(SOURCE TEXT):
■ ■ ■ ■

The Michigan House Energy, Communications and Technology Committee will hold a hearing March 15 looking into massive outages that primarily struck utility customers of Consumers Energy (NYSE:CMS) and DTE Energy (NYSE:DTE) over two consecutive weeks in February and the first days of March.

The Senate Energy and Environment Committee also is planning a hearing on the outages, but a list of witnesses has not been completed nor has a date been set, according to an aide to Chair Sean McCann (D).

In addition, the Public Service Commission soon will issue a request for proposals from third-party outlets to audit CMS and DTE regarding their ability to handle storms and respond to outages. The audits, ordered in October, could take a year to complete.

While customers of other utility systems — including the Lansing area’s municipal utility — also lost power during the series of storms, most of the affected residents were customers of Michigan’s two largest utilities, CMS and DTE.

As many as 1 million customers were left without power after a major ice storm hit the state on Feb. 22. Another ice storm hit on Feb. 27, knocking out power to some who had earlier lost service and had it restored; it also affected a new batch of customers.  A week later, a major snow and windstorm knocked out power to another 200,000 customers, most of those DTE customers in the Detroit area.

■ ■ ■ ■

(DATA PROVIDED):
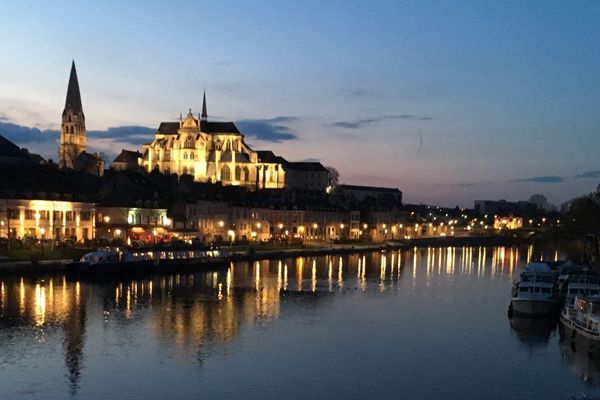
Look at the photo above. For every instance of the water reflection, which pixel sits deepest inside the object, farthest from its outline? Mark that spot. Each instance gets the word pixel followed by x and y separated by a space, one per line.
pixel 198 315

■ ■ ■ ■

Reproduce the full passage about the Michigan outage hearings word for word.

The Michigan House Energy, Communications and Technology Committee will hold a hearing March 15 looking into massive outages that primarily struck utility customers of Consumers Energy (NYSE:CMS) and DTE Energy (NYSE:DTE) over two consecutive weeks in February and the first days of March.

The Senate Energy and Environment Committee also is planning a hearing on the outages, but a list of witnesses has not been completed nor has a date been set, according to an aide to Chair Sean McCann (D).

In addition, the Public Service Commission soon will issue a request for proposals from third-party outlets to audit CMS and DTE regarding their ability to handle storms and respond to outages. The audits, ordered in October, could take a year to complete.

While customers of other utility systems — including the Lansing area’s municipal utility — also lost power during the series of storms, most of the affected residents were customers of Michigan’s two largest utilities, CMS and DTE.

As many as 1 million customers were left without power after a major ice storm hit the state on Feb. 22. Another ice storm hit on Feb. 27, knocking out power to some who had earlier lost service and had it restored; it also affected a new batch of customers.  A week later, a major snow and windstorm knocked out power to another 200,000 customers, most of those DTE customers in the Detroit area.